╔══

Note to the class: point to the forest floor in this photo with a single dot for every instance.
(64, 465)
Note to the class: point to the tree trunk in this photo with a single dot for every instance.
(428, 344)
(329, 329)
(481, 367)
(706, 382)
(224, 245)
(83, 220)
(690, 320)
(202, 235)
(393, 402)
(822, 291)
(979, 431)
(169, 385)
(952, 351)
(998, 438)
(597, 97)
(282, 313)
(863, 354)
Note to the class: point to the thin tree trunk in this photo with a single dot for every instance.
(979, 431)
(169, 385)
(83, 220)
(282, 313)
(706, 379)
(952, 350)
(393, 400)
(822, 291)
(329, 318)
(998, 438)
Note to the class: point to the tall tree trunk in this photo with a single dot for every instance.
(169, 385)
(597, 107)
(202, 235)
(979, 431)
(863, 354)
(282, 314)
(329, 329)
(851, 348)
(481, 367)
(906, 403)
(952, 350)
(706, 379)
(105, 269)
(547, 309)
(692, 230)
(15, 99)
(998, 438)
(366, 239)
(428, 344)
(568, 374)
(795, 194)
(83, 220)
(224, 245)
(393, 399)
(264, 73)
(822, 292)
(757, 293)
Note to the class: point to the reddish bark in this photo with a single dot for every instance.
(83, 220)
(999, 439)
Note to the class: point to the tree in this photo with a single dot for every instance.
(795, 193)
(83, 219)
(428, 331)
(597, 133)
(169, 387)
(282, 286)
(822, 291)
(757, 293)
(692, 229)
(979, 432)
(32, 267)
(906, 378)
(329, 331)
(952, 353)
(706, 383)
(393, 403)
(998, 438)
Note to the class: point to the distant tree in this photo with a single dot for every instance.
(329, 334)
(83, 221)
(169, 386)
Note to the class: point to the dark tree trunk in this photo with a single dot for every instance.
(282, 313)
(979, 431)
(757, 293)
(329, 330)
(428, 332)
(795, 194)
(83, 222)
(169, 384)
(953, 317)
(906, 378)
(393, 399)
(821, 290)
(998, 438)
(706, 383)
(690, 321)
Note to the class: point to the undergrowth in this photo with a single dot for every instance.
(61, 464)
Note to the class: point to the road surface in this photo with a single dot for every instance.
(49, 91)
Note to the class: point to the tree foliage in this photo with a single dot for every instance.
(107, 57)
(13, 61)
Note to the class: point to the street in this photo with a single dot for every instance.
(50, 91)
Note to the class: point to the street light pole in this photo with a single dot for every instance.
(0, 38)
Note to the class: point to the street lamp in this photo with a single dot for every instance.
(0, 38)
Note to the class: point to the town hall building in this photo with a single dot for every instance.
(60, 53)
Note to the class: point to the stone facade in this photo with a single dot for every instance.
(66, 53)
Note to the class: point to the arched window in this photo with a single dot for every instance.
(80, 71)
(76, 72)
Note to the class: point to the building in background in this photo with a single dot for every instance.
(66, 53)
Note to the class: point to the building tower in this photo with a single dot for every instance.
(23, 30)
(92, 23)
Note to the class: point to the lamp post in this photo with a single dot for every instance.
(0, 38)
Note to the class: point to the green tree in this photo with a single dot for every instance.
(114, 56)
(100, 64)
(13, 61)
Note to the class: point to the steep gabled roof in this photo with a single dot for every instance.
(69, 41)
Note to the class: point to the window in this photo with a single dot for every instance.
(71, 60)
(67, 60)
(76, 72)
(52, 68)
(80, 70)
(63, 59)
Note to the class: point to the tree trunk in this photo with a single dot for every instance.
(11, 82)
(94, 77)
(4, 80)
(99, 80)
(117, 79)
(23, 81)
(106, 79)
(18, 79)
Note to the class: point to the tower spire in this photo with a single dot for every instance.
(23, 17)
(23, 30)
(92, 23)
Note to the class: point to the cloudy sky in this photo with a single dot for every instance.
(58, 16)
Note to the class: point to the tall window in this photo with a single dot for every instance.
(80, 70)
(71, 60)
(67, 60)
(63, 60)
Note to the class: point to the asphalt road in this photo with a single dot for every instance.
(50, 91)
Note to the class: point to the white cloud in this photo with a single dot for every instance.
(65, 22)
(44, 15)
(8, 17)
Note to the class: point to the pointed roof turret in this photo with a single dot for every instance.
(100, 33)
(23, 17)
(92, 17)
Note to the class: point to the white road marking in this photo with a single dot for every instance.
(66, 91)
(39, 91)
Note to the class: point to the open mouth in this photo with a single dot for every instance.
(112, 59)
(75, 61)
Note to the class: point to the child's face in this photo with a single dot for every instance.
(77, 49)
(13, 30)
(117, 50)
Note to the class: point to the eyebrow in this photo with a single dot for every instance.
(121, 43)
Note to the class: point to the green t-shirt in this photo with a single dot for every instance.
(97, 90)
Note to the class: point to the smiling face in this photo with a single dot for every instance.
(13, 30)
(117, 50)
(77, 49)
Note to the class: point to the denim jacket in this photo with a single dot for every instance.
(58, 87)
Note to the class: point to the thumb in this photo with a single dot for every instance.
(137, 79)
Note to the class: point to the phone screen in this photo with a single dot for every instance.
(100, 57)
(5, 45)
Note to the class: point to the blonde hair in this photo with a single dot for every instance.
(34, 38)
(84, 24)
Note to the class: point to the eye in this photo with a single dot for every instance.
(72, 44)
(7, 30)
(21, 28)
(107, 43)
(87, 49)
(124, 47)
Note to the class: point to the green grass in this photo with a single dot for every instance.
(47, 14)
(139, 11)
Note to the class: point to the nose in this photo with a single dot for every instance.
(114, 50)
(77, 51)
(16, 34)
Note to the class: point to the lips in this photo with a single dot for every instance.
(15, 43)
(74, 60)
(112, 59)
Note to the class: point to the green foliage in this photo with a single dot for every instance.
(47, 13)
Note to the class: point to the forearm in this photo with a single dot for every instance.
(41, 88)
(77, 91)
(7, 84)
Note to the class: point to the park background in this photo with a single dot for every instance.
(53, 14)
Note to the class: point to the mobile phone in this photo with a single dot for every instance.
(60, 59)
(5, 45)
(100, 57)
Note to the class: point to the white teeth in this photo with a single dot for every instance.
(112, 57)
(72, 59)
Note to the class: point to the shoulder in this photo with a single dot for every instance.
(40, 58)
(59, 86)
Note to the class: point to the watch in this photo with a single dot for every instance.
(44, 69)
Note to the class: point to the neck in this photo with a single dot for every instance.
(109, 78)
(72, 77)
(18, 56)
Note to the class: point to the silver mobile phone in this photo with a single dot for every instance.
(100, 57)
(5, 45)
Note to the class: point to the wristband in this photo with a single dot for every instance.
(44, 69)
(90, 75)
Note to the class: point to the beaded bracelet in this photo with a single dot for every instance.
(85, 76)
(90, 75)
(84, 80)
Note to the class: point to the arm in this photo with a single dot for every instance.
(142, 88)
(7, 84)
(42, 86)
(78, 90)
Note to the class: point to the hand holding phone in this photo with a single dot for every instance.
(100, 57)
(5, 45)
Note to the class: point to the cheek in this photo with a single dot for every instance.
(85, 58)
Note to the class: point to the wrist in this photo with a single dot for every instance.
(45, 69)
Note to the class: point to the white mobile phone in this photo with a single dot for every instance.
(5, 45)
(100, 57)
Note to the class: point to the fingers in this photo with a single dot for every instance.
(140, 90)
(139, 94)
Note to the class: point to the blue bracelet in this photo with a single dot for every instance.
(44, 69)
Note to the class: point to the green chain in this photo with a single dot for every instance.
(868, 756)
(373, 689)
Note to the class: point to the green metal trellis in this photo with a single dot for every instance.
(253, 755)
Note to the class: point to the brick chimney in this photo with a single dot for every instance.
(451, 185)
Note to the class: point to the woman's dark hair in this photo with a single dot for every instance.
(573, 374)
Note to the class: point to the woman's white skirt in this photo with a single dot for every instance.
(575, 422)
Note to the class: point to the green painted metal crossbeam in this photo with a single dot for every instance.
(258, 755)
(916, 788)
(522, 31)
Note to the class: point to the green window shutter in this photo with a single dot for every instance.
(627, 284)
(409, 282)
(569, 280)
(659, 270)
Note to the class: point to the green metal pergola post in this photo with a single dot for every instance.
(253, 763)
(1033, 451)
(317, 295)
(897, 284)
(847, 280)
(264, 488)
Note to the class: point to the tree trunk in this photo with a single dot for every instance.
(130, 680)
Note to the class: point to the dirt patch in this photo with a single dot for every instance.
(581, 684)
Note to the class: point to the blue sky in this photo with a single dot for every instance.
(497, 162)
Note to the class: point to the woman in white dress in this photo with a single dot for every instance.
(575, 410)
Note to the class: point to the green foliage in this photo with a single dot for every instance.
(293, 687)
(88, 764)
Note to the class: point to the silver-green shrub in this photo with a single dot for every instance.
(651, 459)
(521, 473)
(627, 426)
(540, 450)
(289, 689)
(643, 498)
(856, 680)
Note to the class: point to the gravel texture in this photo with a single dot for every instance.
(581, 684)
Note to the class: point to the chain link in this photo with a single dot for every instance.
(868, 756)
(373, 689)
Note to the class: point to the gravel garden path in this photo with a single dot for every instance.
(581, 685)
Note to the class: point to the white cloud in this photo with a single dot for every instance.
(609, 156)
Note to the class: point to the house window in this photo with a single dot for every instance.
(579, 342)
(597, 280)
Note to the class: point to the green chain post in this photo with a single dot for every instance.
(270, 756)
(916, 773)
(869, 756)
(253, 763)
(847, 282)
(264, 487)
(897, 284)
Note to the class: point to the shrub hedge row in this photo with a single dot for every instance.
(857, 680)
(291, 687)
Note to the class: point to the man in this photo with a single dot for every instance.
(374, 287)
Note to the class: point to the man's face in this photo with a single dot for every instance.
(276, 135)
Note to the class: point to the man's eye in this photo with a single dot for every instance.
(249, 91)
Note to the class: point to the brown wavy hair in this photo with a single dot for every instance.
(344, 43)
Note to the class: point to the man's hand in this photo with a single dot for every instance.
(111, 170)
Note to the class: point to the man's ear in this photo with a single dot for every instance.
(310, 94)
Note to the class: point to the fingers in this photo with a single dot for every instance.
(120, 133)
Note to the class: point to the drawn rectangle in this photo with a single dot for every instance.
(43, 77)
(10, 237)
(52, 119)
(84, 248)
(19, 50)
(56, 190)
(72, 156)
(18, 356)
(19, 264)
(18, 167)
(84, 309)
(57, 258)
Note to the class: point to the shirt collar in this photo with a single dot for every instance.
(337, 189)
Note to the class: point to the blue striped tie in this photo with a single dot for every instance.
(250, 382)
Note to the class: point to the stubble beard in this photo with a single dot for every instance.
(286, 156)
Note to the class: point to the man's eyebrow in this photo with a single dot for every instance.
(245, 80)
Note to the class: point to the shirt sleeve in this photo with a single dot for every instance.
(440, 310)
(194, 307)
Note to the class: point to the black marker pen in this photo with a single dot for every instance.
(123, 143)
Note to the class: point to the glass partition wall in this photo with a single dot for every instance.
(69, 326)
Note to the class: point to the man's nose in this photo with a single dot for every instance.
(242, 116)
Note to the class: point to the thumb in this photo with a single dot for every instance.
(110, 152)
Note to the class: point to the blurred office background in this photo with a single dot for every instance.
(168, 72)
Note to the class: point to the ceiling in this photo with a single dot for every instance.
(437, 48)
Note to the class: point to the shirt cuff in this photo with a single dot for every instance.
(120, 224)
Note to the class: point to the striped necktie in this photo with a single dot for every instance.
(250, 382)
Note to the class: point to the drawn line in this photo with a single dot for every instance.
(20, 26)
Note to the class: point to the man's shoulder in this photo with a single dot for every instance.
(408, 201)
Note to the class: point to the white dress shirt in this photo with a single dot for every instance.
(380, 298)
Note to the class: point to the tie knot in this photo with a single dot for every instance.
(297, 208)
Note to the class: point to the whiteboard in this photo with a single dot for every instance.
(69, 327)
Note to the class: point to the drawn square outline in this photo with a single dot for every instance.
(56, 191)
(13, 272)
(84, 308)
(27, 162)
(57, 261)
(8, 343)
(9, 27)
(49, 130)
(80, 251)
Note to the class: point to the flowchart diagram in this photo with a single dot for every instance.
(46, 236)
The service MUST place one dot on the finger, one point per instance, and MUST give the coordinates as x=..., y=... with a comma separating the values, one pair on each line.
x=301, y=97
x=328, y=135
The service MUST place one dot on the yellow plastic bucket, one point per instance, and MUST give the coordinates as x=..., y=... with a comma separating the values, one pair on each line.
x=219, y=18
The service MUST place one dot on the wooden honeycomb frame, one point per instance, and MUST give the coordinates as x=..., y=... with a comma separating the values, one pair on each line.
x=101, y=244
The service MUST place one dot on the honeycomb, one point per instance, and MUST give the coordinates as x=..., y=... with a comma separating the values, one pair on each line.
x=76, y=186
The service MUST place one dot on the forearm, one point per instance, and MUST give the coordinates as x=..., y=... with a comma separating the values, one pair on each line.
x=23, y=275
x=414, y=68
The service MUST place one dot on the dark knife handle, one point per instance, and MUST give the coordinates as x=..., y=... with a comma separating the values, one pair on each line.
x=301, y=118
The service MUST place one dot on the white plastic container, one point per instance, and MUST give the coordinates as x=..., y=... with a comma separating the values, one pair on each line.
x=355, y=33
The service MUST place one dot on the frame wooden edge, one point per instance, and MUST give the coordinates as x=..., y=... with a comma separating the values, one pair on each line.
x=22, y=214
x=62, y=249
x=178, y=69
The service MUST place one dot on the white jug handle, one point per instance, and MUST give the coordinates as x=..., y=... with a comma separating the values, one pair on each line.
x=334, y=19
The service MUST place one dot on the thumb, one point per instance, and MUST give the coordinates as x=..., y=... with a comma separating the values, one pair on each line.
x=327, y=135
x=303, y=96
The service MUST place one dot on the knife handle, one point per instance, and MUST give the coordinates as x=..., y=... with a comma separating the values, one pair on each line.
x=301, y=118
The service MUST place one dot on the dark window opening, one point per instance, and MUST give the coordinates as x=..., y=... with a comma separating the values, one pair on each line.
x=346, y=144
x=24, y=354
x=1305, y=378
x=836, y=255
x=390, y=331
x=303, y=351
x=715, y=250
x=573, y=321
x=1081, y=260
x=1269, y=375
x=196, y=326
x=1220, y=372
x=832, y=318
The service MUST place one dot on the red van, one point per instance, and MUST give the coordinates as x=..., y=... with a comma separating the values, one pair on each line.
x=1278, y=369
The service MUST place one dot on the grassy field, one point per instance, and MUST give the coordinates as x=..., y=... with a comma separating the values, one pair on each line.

╚══

# [SHORT PROBLEM]
Copy everything from the line containing "The service MUST place one dot on the honeycomb, one" down to the line containing "x=355, y=33", swapping "forearm" for "wrist" and leaving everything else unchanged.

# [WRITTEN REPLY]
The service MUST place one dot on the honeycomb, one point per instance, and MUST give the coordinates as x=..., y=... with a comma separating the values, one pair on each line.
x=76, y=186
The service MUST place one dot on the wrist, one point per instance, and MUST give the coordinates as x=..., y=... with a comma separating the values, one pair on each line.
x=23, y=275
x=414, y=68
The service MUST place one dot on the dark knife handle, one point per instance, and MUST give the coordinates as x=..., y=... with a comma separating the values, one pair on each line.
x=301, y=118
The service MUST place one dot on the white plastic container, one point per instance, and MUST give the coordinates as x=..., y=... with a comma separating the values, one pair on each line.
x=355, y=33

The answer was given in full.